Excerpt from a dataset
········

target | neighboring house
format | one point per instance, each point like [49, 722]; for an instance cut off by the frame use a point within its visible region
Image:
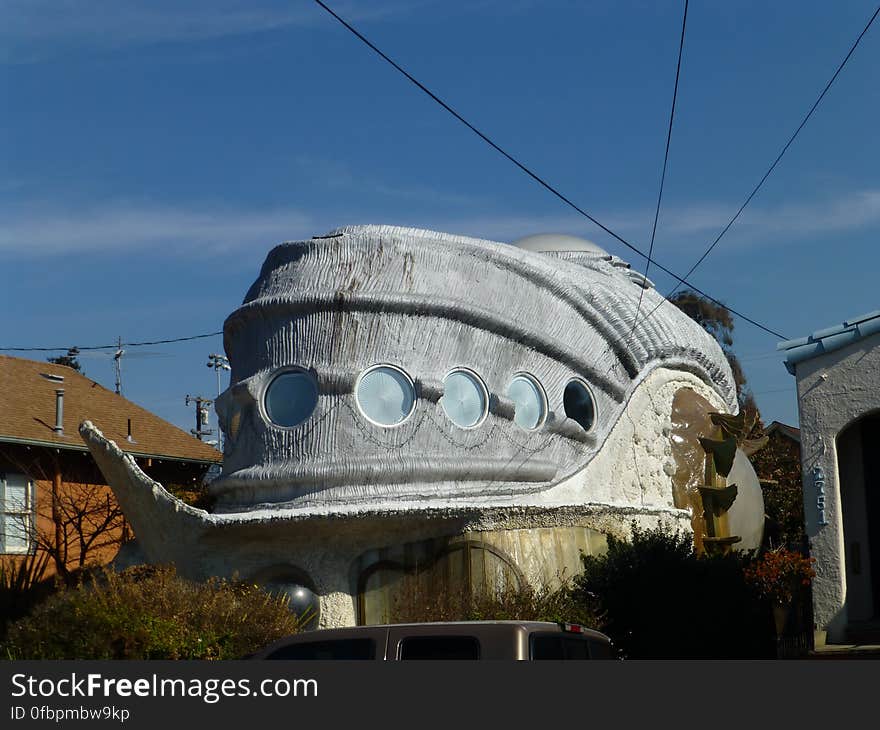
[838, 385]
[783, 430]
[53, 497]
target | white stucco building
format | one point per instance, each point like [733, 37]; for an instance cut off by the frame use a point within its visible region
[838, 387]
[409, 407]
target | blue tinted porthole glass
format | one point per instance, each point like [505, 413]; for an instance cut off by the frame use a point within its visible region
[579, 404]
[291, 397]
[465, 399]
[531, 405]
[385, 395]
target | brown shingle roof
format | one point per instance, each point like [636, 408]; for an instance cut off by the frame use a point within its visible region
[27, 414]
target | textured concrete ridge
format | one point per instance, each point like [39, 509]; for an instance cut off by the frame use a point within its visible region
[428, 303]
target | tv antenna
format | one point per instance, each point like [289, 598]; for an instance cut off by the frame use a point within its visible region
[117, 365]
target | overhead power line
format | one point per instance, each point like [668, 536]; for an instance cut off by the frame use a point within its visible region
[770, 169]
[780, 155]
[543, 183]
[665, 162]
[113, 346]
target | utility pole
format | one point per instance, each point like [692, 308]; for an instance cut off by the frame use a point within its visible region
[202, 416]
[117, 362]
[218, 362]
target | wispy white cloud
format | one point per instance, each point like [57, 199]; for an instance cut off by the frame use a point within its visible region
[338, 176]
[172, 231]
[121, 227]
[33, 29]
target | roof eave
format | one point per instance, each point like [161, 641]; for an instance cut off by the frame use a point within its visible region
[75, 447]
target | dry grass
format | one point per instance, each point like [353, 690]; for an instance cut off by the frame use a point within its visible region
[150, 612]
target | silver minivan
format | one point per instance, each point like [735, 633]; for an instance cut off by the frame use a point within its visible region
[523, 640]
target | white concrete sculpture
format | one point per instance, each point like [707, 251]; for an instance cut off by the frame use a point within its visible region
[393, 385]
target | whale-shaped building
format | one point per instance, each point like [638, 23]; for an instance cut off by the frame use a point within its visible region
[405, 402]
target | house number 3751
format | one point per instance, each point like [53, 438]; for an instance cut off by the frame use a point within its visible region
[819, 482]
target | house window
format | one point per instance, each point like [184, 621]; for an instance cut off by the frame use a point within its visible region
[16, 514]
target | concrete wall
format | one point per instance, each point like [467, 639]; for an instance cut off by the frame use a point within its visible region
[834, 391]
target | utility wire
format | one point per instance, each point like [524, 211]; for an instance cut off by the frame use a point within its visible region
[773, 166]
[547, 186]
[665, 161]
[114, 346]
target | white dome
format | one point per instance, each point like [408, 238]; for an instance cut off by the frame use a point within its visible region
[556, 242]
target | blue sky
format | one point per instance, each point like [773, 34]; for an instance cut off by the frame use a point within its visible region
[151, 153]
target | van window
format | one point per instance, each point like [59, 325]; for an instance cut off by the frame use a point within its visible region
[559, 646]
[439, 647]
[331, 649]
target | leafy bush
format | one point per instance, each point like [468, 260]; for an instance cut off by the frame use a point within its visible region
[522, 604]
[779, 574]
[150, 612]
[660, 599]
[22, 586]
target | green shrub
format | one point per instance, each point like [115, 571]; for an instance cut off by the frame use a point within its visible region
[149, 612]
[519, 604]
[659, 599]
[22, 586]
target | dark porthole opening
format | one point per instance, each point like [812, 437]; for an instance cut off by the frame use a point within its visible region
[579, 405]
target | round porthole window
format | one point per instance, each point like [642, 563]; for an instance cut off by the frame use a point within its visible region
[579, 404]
[291, 397]
[531, 403]
[465, 400]
[385, 395]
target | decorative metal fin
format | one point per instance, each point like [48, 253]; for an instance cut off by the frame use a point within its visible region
[718, 499]
[723, 452]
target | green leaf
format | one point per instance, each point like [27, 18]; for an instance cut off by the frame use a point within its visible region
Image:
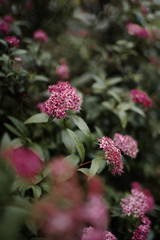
[19, 52]
[79, 145]
[97, 166]
[19, 125]
[73, 159]
[37, 118]
[138, 110]
[81, 124]
[67, 141]
[12, 129]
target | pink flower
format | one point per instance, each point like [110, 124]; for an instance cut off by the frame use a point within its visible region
[8, 18]
[4, 27]
[91, 233]
[40, 35]
[141, 97]
[126, 144]
[13, 41]
[112, 154]
[95, 212]
[135, 204]
[82, 33]
[144, 10]
[135, 29]
[26, 163]
[63, 97]
[142, 231]
[150, 199]
[109, 236]
[29, 5]
[41, 107]
[63, 71]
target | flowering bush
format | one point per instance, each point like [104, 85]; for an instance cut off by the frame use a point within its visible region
[81, 161]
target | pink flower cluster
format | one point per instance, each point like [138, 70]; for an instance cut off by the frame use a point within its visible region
[4, 27]
[147, 193]
[135, 29]
[112, 154]
[126, 144]
[135, 204]
[13, 41]
[5, 24]
[63, 97]
[25, 162]
[40, 35]
[63, 70]
[142, 231]
[91, 233]
[141, 97]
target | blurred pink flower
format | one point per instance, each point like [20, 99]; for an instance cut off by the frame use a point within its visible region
[82, 33]
[95, 212]
[4, 27]
[126, 144]
[141, 97]
[144, 10]
[63, 71]
[142, 231]
[12, 40]
[29, 5]
[40, 35]
[41, 106]
[135, 204]
[135, 29]
[112, 154]
[63, 97]
[26, 163]
[91, 233]
[8, 18]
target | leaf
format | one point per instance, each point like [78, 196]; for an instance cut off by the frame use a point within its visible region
[19, 52]
[12, 129]
[79, 145]
[19, 125]
[138, 110]
[37, 118]
[67, 141]
[73, 159]
[97, 166]
[81, 124]
[5, 140]
[114, 95]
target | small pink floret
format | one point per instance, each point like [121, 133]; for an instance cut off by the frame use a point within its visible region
[141, 97]
[13, 41]
[41, 36]
[4, 27]
[112, 154]
[63, 97]
[126, 144]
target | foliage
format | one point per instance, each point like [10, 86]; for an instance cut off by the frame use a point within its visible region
[89, 45]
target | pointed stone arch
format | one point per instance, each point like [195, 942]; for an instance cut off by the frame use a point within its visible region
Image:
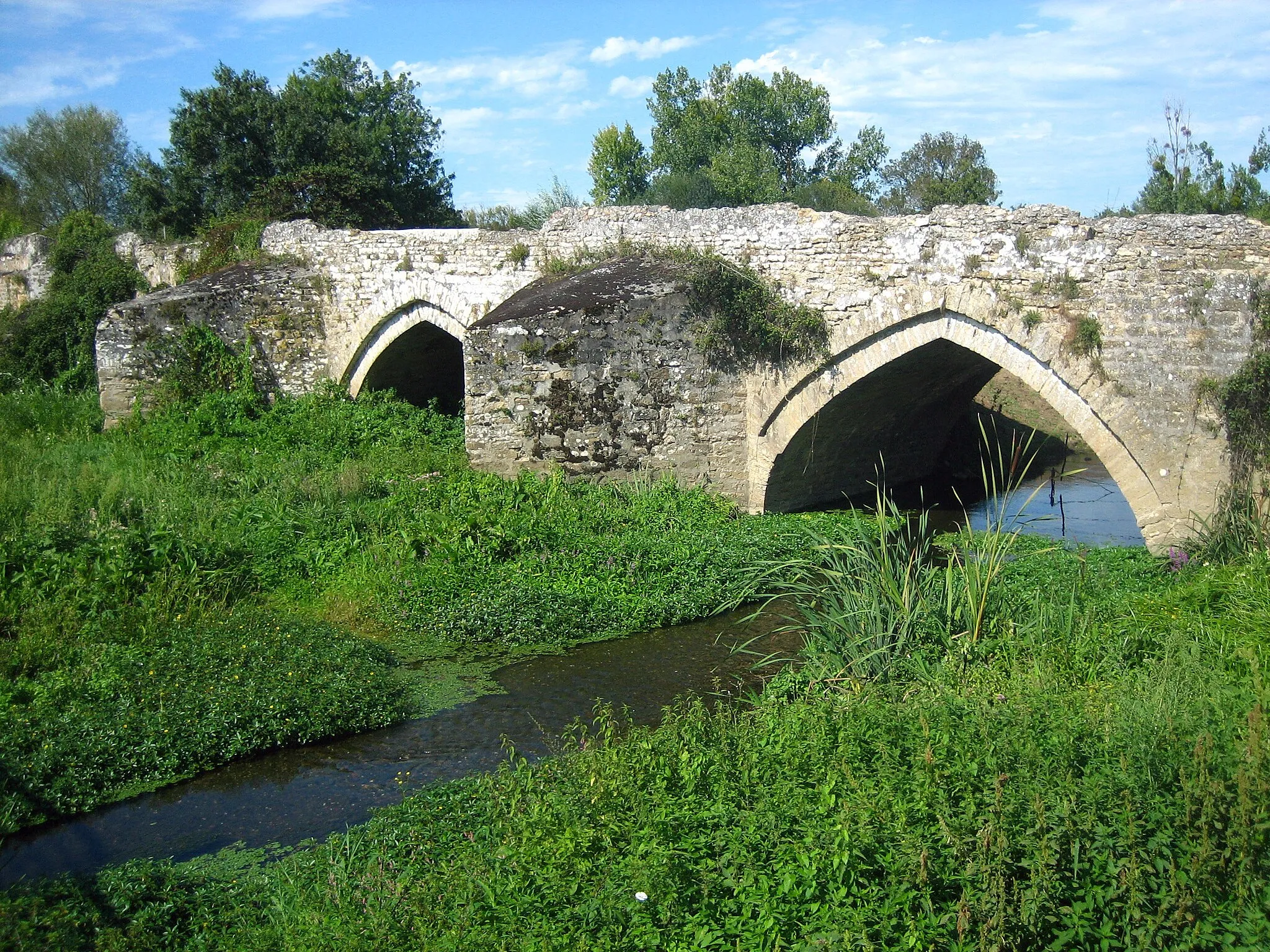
[808, 398]
[390, 330]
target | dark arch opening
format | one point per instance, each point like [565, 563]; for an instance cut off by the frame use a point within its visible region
[920, 416]
[424, 364]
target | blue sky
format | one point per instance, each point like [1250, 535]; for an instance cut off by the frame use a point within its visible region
[1064, 94]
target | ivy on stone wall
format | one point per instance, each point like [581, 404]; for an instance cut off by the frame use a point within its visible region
[745, 320]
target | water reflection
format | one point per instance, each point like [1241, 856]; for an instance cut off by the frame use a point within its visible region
[308, 792]
[1075, 500]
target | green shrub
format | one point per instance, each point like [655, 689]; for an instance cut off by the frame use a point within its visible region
[229, 240]
[746, 320]
[1086, 337]
[189, 697]
[51, 339]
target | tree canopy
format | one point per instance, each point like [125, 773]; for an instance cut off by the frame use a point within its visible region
[1186, 177]
[939, 169]
[737, 139]
[335, 144]
[75, 161]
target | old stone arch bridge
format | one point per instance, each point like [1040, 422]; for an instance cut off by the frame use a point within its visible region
[600, 374]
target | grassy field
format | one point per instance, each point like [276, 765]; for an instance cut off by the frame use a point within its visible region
[988, 743]
[224, 578]
[1091, 774]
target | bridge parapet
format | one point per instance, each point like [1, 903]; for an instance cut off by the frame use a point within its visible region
[1117, 319]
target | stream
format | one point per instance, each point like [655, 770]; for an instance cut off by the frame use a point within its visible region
[308, 792]
[296, 794]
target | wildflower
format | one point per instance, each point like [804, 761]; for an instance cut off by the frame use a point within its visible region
[1178, 559]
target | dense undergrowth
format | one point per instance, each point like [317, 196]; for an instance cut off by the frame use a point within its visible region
[1093, 774]
[223, 576]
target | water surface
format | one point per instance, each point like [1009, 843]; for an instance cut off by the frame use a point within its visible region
[311, 791]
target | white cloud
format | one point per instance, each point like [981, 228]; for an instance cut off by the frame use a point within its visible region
[58, 76]
[1065, 110]
[288, 9]
[630, 88]
[616, 47]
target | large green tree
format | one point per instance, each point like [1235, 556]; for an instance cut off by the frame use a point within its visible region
[75, 161]
[619, 167]
[940, 169]
[748, 139]
[337, 144]
[51, 339]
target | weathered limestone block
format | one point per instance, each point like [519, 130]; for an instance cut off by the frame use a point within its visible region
[600, 375]
[272, 312]
[24, 270]
[159, 263]
[1168, 295]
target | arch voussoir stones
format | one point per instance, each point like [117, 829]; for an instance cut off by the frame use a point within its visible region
[1114, 323]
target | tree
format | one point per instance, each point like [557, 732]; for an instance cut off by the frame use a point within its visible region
[619, 167]
[1186, 177]
[939, 169]
[337, 144]
[738, 139]
[51, 339]
[373, 138]
[74, 162]
[12, 223]
[546, 203]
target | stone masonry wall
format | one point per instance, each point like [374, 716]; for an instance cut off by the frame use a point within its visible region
[273, 311]
[1170, 296]
[600, 375]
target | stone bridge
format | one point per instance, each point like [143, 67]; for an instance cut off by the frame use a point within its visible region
[600, 372]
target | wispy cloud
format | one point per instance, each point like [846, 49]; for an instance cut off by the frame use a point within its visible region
[1065, 102]
[290, 9]
[616, 47]
[630, 88]
[531, 76]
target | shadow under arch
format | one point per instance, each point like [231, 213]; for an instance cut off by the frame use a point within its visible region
[898, 395]
[415, 351]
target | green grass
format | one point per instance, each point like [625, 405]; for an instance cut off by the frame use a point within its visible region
[353, 528]
[1096, 780]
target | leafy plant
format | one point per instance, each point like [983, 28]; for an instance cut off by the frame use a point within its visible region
[518, 254]
[231, 240]
[1086, 337]
[745, 320]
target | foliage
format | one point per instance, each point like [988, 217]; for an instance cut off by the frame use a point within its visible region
[746, 320]
[543, 206]
[1098, 780]
[738, 140]
[74, 162]
[12, 221]
[187, 696]
[51, 339]
[225, 242]
[939, 169]
[1086, 337]
[362, 514]
[197, 364]
[546, 203]
[619, 167]
[334, 144]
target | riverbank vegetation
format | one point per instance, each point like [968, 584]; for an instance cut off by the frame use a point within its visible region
[1085, 765]
[225, 576]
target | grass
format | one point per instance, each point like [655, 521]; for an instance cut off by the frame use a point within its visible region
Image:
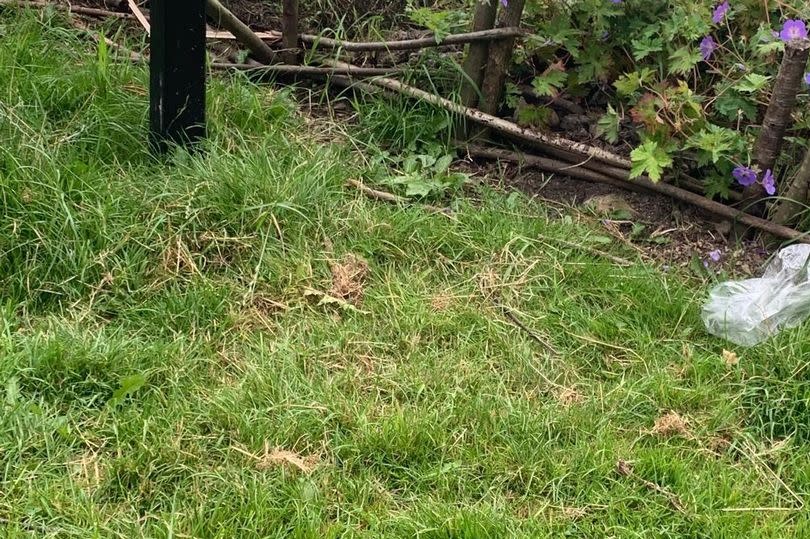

········

STATED GOAL
Identify each line in the entries above that contains the word "arch", matching case exactly, and copy those lines.

RESULT
target | pointed stone arch
target | dark arch opening
target | old stone arch bridge
target | arch voussoir stones
target | shadow under arch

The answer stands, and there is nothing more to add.